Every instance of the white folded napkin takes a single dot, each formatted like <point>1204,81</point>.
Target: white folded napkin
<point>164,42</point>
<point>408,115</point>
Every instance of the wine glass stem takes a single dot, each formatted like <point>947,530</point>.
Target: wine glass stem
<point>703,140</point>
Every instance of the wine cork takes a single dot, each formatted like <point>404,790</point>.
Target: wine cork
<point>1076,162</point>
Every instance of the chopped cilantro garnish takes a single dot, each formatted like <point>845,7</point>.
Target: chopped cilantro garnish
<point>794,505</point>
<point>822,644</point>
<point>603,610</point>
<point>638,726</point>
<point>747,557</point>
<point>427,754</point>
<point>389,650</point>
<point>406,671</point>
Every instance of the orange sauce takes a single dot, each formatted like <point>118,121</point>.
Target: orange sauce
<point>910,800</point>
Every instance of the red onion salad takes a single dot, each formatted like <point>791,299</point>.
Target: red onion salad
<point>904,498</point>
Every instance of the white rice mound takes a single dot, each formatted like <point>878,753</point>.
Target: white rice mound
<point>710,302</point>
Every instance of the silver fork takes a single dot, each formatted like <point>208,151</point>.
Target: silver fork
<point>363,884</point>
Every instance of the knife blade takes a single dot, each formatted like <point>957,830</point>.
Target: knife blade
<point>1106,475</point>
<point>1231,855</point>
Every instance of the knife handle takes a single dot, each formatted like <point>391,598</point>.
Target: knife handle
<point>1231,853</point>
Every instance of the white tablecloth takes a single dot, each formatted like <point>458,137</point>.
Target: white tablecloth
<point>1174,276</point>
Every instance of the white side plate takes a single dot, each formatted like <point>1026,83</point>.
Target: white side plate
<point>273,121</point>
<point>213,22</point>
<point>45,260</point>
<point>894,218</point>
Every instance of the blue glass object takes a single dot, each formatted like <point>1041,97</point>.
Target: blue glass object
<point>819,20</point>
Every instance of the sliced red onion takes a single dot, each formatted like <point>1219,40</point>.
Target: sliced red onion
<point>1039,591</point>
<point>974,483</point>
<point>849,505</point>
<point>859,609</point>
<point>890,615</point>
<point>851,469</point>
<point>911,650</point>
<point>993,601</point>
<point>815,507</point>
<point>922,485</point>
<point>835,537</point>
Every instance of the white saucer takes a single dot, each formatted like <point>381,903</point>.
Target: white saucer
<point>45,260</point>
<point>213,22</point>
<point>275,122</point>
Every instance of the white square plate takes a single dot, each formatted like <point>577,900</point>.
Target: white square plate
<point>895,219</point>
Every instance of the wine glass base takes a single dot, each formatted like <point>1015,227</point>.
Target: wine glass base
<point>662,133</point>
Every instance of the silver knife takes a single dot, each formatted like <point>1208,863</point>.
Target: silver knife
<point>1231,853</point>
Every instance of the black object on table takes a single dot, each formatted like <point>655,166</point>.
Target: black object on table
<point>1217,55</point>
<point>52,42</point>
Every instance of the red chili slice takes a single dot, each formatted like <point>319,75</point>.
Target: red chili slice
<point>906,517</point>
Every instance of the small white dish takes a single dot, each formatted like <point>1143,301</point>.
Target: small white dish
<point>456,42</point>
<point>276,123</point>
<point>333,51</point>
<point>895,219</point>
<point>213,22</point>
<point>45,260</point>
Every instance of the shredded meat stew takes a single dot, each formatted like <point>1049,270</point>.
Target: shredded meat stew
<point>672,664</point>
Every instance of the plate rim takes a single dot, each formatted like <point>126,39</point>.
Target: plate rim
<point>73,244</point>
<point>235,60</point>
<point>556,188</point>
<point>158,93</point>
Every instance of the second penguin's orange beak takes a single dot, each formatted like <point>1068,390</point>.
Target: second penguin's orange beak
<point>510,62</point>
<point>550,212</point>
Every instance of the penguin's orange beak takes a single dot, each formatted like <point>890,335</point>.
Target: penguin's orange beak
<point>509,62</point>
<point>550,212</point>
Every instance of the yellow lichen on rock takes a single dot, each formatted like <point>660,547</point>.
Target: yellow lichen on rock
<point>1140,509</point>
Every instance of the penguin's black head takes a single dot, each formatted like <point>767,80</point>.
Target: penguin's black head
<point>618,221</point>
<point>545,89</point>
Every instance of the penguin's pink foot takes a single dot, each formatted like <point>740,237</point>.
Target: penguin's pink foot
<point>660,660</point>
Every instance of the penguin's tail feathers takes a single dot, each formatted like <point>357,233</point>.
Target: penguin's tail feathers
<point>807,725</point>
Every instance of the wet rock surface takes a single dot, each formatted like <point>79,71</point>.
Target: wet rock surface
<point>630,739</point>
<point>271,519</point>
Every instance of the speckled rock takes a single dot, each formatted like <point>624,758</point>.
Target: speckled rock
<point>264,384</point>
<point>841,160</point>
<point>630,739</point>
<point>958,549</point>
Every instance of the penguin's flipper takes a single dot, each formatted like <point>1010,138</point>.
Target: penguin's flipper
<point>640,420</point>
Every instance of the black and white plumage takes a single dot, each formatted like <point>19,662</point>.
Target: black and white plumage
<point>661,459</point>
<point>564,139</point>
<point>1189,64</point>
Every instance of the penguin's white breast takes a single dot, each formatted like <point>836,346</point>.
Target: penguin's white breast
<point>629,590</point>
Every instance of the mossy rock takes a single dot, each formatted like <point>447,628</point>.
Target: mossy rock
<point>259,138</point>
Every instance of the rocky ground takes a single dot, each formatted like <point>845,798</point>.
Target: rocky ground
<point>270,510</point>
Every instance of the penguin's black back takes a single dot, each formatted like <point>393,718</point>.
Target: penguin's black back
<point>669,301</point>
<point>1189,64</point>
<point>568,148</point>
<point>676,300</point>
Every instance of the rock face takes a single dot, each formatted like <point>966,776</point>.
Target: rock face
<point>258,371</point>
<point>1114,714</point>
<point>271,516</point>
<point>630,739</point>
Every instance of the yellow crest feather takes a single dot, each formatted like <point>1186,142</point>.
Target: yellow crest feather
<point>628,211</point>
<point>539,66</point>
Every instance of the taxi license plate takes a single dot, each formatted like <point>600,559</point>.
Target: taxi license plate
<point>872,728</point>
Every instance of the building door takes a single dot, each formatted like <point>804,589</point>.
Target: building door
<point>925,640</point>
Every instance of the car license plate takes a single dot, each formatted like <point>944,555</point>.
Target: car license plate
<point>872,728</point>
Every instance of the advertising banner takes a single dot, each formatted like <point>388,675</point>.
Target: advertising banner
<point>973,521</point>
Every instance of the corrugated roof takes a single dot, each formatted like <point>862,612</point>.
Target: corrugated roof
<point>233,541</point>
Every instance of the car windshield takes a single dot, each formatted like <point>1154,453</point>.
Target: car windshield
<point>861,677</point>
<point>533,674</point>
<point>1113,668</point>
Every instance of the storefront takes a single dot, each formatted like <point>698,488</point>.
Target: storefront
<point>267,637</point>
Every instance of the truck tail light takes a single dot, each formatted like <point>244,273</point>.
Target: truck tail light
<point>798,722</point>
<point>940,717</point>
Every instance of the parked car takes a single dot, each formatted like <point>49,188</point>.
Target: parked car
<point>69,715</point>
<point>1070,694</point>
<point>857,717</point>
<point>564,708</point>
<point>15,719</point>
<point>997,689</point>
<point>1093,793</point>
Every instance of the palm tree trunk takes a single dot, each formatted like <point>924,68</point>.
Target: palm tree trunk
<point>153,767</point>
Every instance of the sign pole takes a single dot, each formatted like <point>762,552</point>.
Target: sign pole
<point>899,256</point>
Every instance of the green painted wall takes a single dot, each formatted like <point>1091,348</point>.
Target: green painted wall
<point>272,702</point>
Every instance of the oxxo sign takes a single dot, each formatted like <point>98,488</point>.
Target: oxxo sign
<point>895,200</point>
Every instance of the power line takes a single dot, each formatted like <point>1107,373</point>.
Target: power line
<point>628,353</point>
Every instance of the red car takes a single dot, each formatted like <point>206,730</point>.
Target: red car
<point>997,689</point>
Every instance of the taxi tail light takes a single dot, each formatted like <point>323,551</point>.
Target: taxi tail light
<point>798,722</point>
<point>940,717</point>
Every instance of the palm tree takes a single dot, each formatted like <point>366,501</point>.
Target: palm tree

==================================================

PROBLEM TO WORK ON
Extract the lines of the preceding material that run from the line with "Every instance of the knife handle" through the line with "Every instance of the sliced", inclusive, reproducing them exactly and adding nothing.

RESULT OF THE TASK
Every instance of the knife handle takes a single dot, each formatted like <point>391,598</point>.
Target: knife handle
<point>1231,853</point>
Every instance of the white tablecloth takes a single dot, each formatted like <point>458,137</point>.
Target: white tablecloth
<point>1174,276</point>
Every instance of the white side plate takes a single dot, each formatted like <point>1026,83</point>.
Target: white side plate
<point>273,121</point>
<point>213,22</point>
<point>45,260</point>
<point>894,218</point>
Every instance of the blue glass object takes a single dot, each formatted like <point>1041,97</point>.
Target: blue glass object
<point>819,20</point>
Every instance of the sliced red onion takes a single dot, each formatted like <point>1219,40</point>.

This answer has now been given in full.